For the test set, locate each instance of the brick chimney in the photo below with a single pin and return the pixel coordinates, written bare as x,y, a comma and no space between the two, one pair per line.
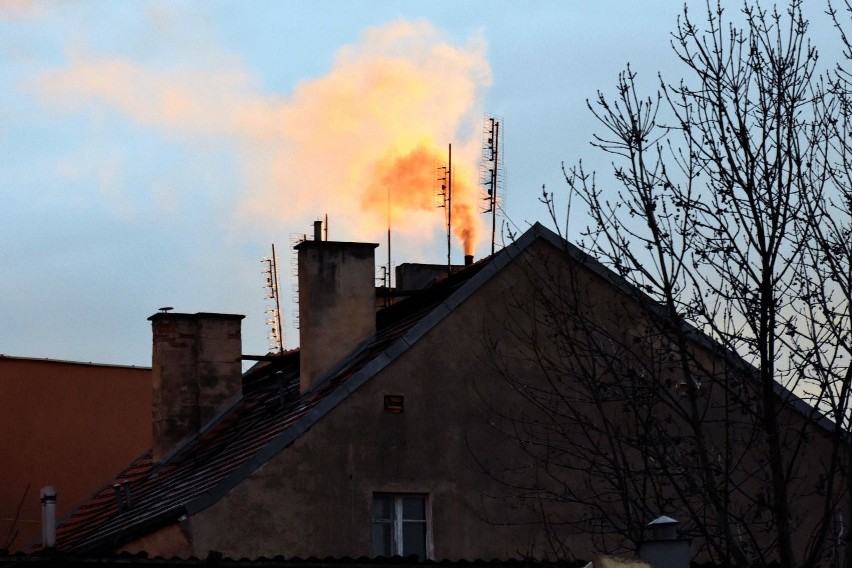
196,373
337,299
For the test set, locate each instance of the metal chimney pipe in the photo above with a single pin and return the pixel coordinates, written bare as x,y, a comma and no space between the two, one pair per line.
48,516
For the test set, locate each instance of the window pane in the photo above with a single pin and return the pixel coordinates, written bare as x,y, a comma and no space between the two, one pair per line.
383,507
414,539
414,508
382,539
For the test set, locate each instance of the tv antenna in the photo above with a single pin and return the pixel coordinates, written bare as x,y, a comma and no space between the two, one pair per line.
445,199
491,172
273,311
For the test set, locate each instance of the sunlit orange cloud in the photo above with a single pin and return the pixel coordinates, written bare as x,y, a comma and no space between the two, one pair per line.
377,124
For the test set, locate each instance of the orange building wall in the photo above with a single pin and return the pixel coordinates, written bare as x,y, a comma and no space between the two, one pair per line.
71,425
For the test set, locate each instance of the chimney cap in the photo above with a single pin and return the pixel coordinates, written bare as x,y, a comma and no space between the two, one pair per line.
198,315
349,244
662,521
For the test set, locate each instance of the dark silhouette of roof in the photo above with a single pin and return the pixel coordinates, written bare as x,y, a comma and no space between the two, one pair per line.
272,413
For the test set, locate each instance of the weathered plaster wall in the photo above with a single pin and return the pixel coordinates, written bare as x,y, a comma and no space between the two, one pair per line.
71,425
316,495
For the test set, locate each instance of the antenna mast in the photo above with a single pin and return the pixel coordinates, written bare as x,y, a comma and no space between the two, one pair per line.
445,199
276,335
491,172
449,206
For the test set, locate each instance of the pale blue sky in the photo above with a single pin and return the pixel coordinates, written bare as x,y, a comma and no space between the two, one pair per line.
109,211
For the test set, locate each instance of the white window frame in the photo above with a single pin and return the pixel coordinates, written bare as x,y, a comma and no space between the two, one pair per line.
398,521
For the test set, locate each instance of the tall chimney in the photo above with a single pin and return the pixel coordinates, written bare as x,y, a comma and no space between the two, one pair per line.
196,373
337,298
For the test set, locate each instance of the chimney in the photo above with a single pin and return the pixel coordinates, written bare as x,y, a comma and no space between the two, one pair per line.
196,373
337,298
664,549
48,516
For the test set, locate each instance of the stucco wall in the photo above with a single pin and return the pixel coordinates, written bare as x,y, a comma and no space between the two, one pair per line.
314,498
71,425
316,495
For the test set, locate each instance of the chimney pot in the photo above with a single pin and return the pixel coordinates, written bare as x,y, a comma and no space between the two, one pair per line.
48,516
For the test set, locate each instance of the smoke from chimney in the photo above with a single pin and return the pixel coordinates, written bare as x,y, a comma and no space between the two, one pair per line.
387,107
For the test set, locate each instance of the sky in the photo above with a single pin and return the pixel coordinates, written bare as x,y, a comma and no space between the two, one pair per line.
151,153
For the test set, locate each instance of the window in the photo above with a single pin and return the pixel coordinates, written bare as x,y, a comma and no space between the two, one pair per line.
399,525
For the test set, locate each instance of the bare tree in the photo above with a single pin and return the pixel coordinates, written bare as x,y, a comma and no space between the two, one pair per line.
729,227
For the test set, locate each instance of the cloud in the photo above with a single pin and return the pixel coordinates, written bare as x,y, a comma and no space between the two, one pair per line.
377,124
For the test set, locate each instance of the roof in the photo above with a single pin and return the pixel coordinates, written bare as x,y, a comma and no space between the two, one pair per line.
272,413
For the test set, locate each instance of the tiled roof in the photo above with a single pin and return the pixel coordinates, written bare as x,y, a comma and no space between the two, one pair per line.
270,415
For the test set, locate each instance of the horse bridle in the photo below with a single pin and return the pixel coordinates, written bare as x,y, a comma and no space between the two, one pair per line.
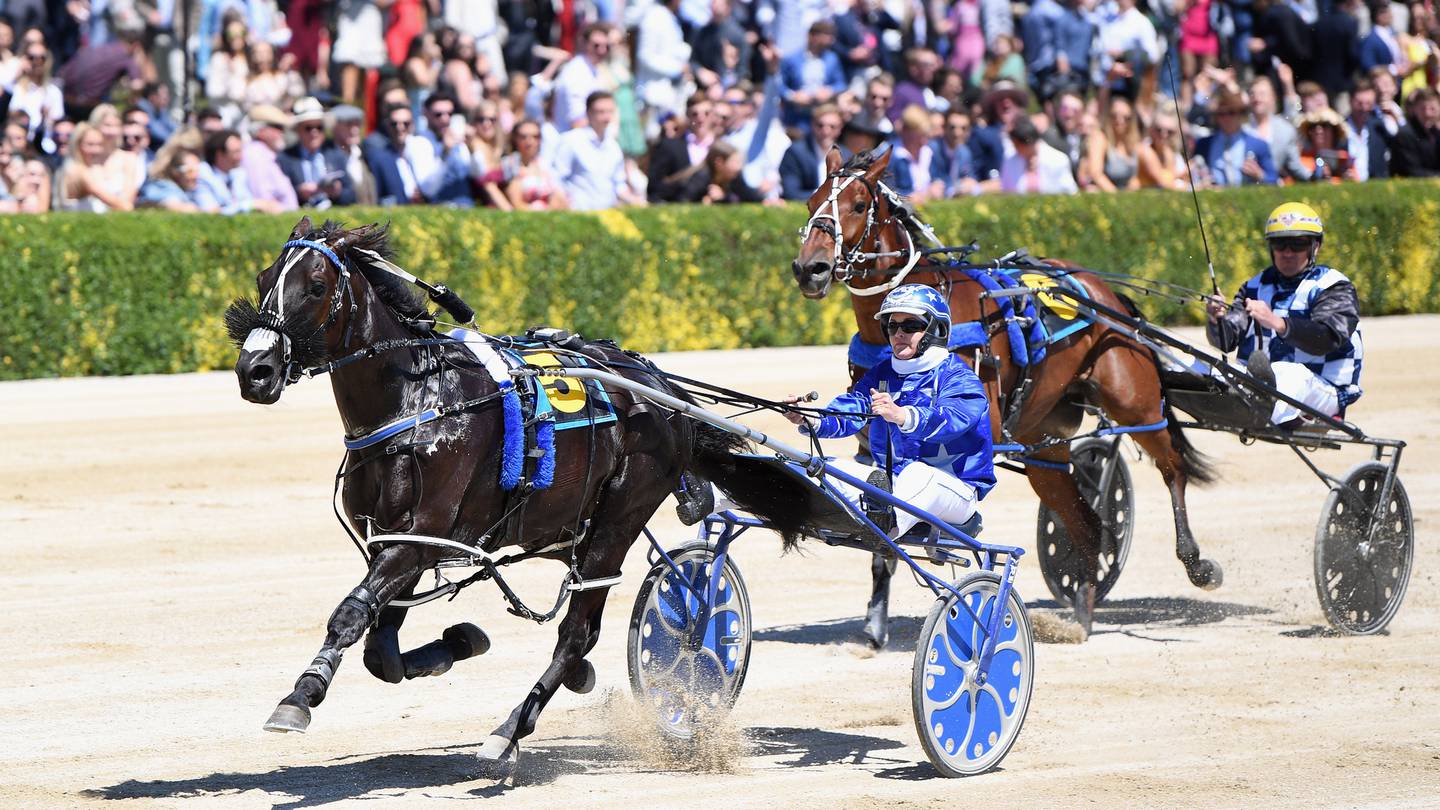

SET PROBLEM: Turn all the records above into a Markdown table with the columns No. and Line, giving each line its own numbered row and skipping blank lines. Leave the pictures out.

SOLUTION:
| No. | Line |
|---|---|
| 1 | For the test set, locate each instance of the brick chimney in the photo below with a single pin and return the pixel coordinates, written bare as x,y, a comma and no space between the two, one pair per line. |
| 2 | 196,373 |
| 3 | 337,299 |
| 4 | For the test set, locate each instance of the metal chimney pipe in the photo above with a single pin and return the pixel coordinates, written bare as x,y, a comma and no space between the two, one pair per line. |
| 5 | 48,516 |
| 6 | For the test set, locate each instance of the window pane in the photo above with a single pin and return the pixel coordinates, written bare as x,y, a comma and no space between the two, one pair per line. |
| 7 | 383,507 |
| 8 | 414,539 |
| 9 | 414,508 |
| 10 | 382,539 |
| 11 | For the test set, locate each instance of the tv antenna in the photo above with a single pin and return the pixel coordinates, written bare as x,y, a comma and no space between the two, one pair per line. |
| 12 | 445,199 |
| 13 | 491,172 |
| 14 | 273,311 |
| 15 | For the test set, locate each instance of the sunlit orange cloud in the photo above with a single pin and return the pixel coordinates, written bare as x,y, a comma and no space between the two, one pair per line. |
| 16 | 377,124 |
| 17 | For the test set, locate each instance of the orange building wall in the photo above with a single pin and return the pixel coordinates, written bare as x,y, a comma and no space between the two, one pair per line. |
| 18 | 71,425 |
| 19 | For the test set, locate each instance of the chimney cap in the photo above with a single pin and return the pixel coordinates, written bare as x,y, a comma and no space between the two, one pair per line. |
| 20 | 198,315 |
| 21 | 349,244 |
| 22 | 662,521 |
| 23 | For the test set, locate each instance of the dark silhouette of roof in the photo above with a single pin and return the pixel coordinates, written bare as x,y, a comma and no space between the two, one pair per line. |
| 24 | 272,413 |
| 25 | For the test set, locate each instance of the weathered plaster wall in the photo above with a single pin and return the pixel coordinates, written bare as x,y, a comma and no space between the two, one pair per line. |
| 26 | 71,425 |
| 27 | 316,495 |
| 28 | For the test set, locate each instance of the antenna mast in the photo above with a single pin and return the pixel coordinates, written bare as x,y, a comma and no space between the two, one pair per line. |
| 29 | 445,199 |
| 30 | 276,335 |
| 31 | 491,172 |
| 32 | 449,206 |
| 33 | For the test set, locate each instance of the pale blue sky in the photo above with a single pin and return the pixel coordinates, written bare as x,y, a comma and no space between the two, one pair per line. |
| 34 | 109,211 |
| 35 | For the test set, locate each instance of the white window frame in the photo above with a single pin and return the pixel coordinates, written bare as x,y, a comma and no space between the two, one pair per line. |
| 36 | 398,521 |
| 37 | For the test set, locate each instance of the tall chimney in the photo above with a single pin and return the pixel coordinates, written bare as x,y, a comma and no space between the two, one pair per line. |
| 38 | 196,373 |
| 39 | 337,298 |
| 40 | For the test set, locate each instance of the chimney in the photo above with a single pin and return the pixel coordinates, written bare as x,y, a comma and no space between the two, one pair per line. |
| 41 | 196,373 |
| 42 | 337,298 |
| 43 | 664,549 |
| 44 | 48,516 |
| 45 | For the test set, locate each instance of the stucco wall in the photo above with a single pin and return the pixel coordinates, written bare as x,y, a comma and no space between the two, one pair per line. |
| 46 | 314,498 |
| 47 | 71,425 |
| 48 | 316,495 |
| 49 | For the test set, locate each instance of the chimney pot in the photo above with a single pin and return the pixel coordinates, written bare as x,y, a comma and no space between the two, one pair per line. |
| 50 | 48,516 |
| 51 | For the test set, locate each instance of the smoke from chimney in the photo above with a single pin and return the pixel coordinates, written bare as x,y, a comma and no space between the two, one pair per line. |
| 52 | 387,107 |
| 53 | For the test set, locate each instance of the sky in the photo above with a single pin and return the pixel coordinates, written bare as x,y, a comma and no space between the two, one pair per line. |
| 54 | 151,153 |
| 55 | For the test set, locate each instance of the window in the photo above with a single pin and return the pixel coordinates, written bare as x,y, a comma and no space between the two, one pair per line. |
| 56 | 399,525 |
| 57 | For the test set, locate each instance of the bare tree in the photo above with a single pin and return the pixel coordinates, written bare as x,y, a comma and no space between the two, one pair per line. |
| 58 | 729,227 |
| 59 | For the test set, locate each instance of the cloud in the photo above with a single pin and return the pixel coordinates, written bare as x,y, a comma and no space between the two, one pair per line. |
| 60 | 377,124 |
| 61 | For the test set, locate each instance of the roof in the photo above with a single pin and return the pixel coordinates, written bare as x,y, a comma and no space between the two, one pair per line. |
| 62 | 272,413 |
| 63 | For the test set, locate each instance of the tiled roof in the photo above with a single pin and return the pixel coordinates, written bare as x,y, a comma and no space between the two, one pair per line. |
| 64 | 270,415 |
| 65 | For the test set, locate each instance of the horse bridle in the photo below with a single pin and return the pixel coordinates, written bare as x,y, a comma and no space between the two, one pair per line. |